_SOURCE EXTRACT_.
Understanding changes in the direction and speed of ocean currents is useful for understanding the effects of climate change. Typically the spatio-temporal variability of sea currents is measured through obtaining remotely sensed ocean wave data coupled with measurements from drifting buoys, gliders, and high-frequency radar. A group of researchers wanted to test if drifting seabirds could offer a novel way of collecting data about sea current velocity and direction. To test their theory, the researchers attached GPS trackers to 75 Scopoli’s shearwaters (Calonectris diomedea).
The study site was the Balearic Sea located in the Mediterranean Sea where the Scopoli’s shearwaters tend to drift on the ocean surface during foraging, known as rafting behavior. While less than 10% of the seabird’s time is spent rafting, 405 trajectories were collected, and of those, 85% were spent drifting on the ocean surface for up to 6 hours at a time. Researchers concluded that ocean surface currents and local winds were the dominate influences in Scopoli’s shearwater drift movements. After comparing seabird rafting trajectories with satellite-derived ocean velocity data, the researchers concluded that their study demonstrated “the potential of seabird drift movements to monitor surface currents and mesoscale features in the Balearic Sea.” While this approach to tracking sea currents would not replace current satellite/in situ measurements, using tracking technology from seabird behavioral studies could supplement sea velocity data.

_DATASET EXTRACT_.
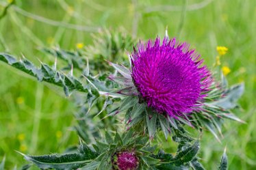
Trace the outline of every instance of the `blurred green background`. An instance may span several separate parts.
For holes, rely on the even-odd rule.
[[[0,15],[7,3],[0,0]],[[227,145],[229,169],[256,169],[255,0],[17,0],[0,20],[0,51],[53,62],[38,48],[86,46],[99,28],[121,28],[142,40],[163,37],[166,26],[170,37],[190,43],[210,68],[216,46],[227,46],[221,63],[231,70],[230,84],[245,82],[243,109],[235,113],[246,124],[226,121],[222,143],[205,132],[203,165],[216,169]],[[63,92],[0,66],[0,160],[5,155],[7,168],[26,162],[15,150],[49,154],[77,144],[69,128],[75,108]]]

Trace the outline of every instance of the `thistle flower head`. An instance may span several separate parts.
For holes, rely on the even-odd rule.
[[[211,74],[187,43],[165,38],[140,42],[131,55],[131,76],[149,107],[172,117],[194,111],[205,96]]]
[[[139,160],[133,152],[118,152],[112,160],[113,168],[116,170],[136,170],[139,165]]]

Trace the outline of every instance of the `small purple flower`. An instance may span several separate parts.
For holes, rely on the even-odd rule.
[[[198,110],[212,83],[200,55],[187,43],[165,38],[140,42],[131,54],[131,76],[142,98],[158,113],[183,117]]]
[[[138,168],[139,160],[134,152],[120,152],[112,158],[113,169],[136,170]]]

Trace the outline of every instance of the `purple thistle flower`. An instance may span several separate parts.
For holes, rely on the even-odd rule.
[[[170,117],[184,117],[199,110],[212,83],[200,55],[187,43],[160,38],[140,42],[131,54],[131,76],[149,107]]]
[[[113,169],[116,170],[136,170],[139,160],[133,152],[120,152],[112,158]]]

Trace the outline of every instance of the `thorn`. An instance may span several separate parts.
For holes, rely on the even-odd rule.
[[[56,70],[56,69],[57,69],[57,57],[55,57],[55,61],[54,61],[53,69],[54,69],[55,70]]]
[[[225,146],[225,148],[224,149],[224,153],[226,153],[226,152],[227,152],[227,145]]]
[[[73,66],[71,64],[71,76],[73,76]]]
[[[23,59],[25,59],[26,58],[25,57],[25,55],[23,53],[21,53],[21,57],[23,57]]]
[[[166,37],[169,38],[169,36],[168,35],[168,26],[167,25],[166,28]]]
[[[89,72],[90,72],[90,68],[89,68],[89,59],[88,58],[86,57],[86,76],[89,76]]]

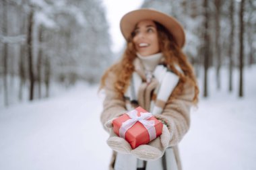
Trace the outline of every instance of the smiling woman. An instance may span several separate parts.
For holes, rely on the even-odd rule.
[[[156,26],[152,20],[139,22],[132,35],[135,49],[139,54],[148,56],[159,52]]]
[[[148,9],[121,19],[127,41],[123,57],[102,78],[105,91],[101,122],[114,151],[110,169],[181,170],[178,144],[189,130],[190,108],[197,105],[198,87],[181,48],[183,27],[172,17]],[[163,124],[162,134],[132,148],[113,132],[113,120],[140,106]]]

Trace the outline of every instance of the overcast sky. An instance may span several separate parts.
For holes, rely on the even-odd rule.
[[[106,17],[109,22],[110,34],[113,40],[112,50],[116,52],[121,49],[125,39],[121,33],[119,22],[126,13],[138,9],[143,0],[103,0],[106,8]]]

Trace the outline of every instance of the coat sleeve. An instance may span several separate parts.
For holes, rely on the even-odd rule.
[[[169,146],[177,145],[189,128],[190,109],[194,94],[194,87],[185,83],[182,93],[166,102],[162,114],[156,115],[158,119],[166,124],[170,131]]]
[[[114,87],[115,76],[114,73],[109,73],[104,87],[105,98],[100,121],[108,132],[108,130],[104,126],[106,122],[127,112],[125,99],[122,96],[118,95],[118,92]]]

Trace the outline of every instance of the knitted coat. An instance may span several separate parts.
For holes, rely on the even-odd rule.
[[[137,65],[139,65],[139,62],[137,63],[138,63]],[[135,71],[139,73],[139,74],[144,71],[143,67],[140,65],[135,65],[135,67],[139,68],[135,69]],[[139,68],[141,69],[139,69]],[[119,97],[114,87],[115,79],[115,73],[109,73],[108,77],[106,79],[104,87],[106,96],[103,102],[103,111],[100,116],[100,120],[103,125],[108,120],[127,112],[126,103],[127,101],[125,100],[125,97]],[[162,120],[167,124],[171,135],[169,146],[172,146],[179,170],[181,170],[182,168],[179,155],[178,144],[189,128],[190,108],[193,105],[194,94],[193,86],[186,82],[184,84],[182,93],[179,96],[175,96],[172,100],[168,100],[166,103],[162,114],[155,116],[158,120]],[[141,97],[138,96],[138,98]],[[104,128],[108,131],[105,127]],[[116,155],[117,153],[113,151],[109,169],[113,169]]]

_GIVEN INSTRUCTION 1_. In the seabird drift passage, how many Scopoli's shearwaters were fitted with GPS trackers?
_GIVEN INSTRUCTION 2_. According to the seabird drift passage, which data sources are typically used to measure the spatio-temporal variability of sea currents? List every one.
_GIVEN INSTRUCTION 3_. Transcribe the part of the seabird drift passage that opens with the words containing "Understanding changes in" and closes with "shearwaters (Calonectris diomedea).".
The items bear no relation to the seabird drift passage.

_RIGHT ANSWER 1_. 75

_RIGHT ANSWER 2_.
- Remotely sensed ocean wave data
- Drifting buoys
- Gliders
- High-frequency radar

_RIGHT ANSWER 3_.
Understanding changes in the direction and speed of ocean currents is useful for understanding the effects of climate change. Typically the spatio-temporal variability of sea currents is measured through obtaining remotely sensed ocean wave data coupled with measurements from drifting buoys, gliders, and high-frequency radar. A group of researchers wanted to test if drifting seabirds could offer a novel way of collecting data about sea current velocity and direction. To test their theory, the researchers attached GPS trackers to 75 Scopoli’s shearwaters (Calonectris diomedea).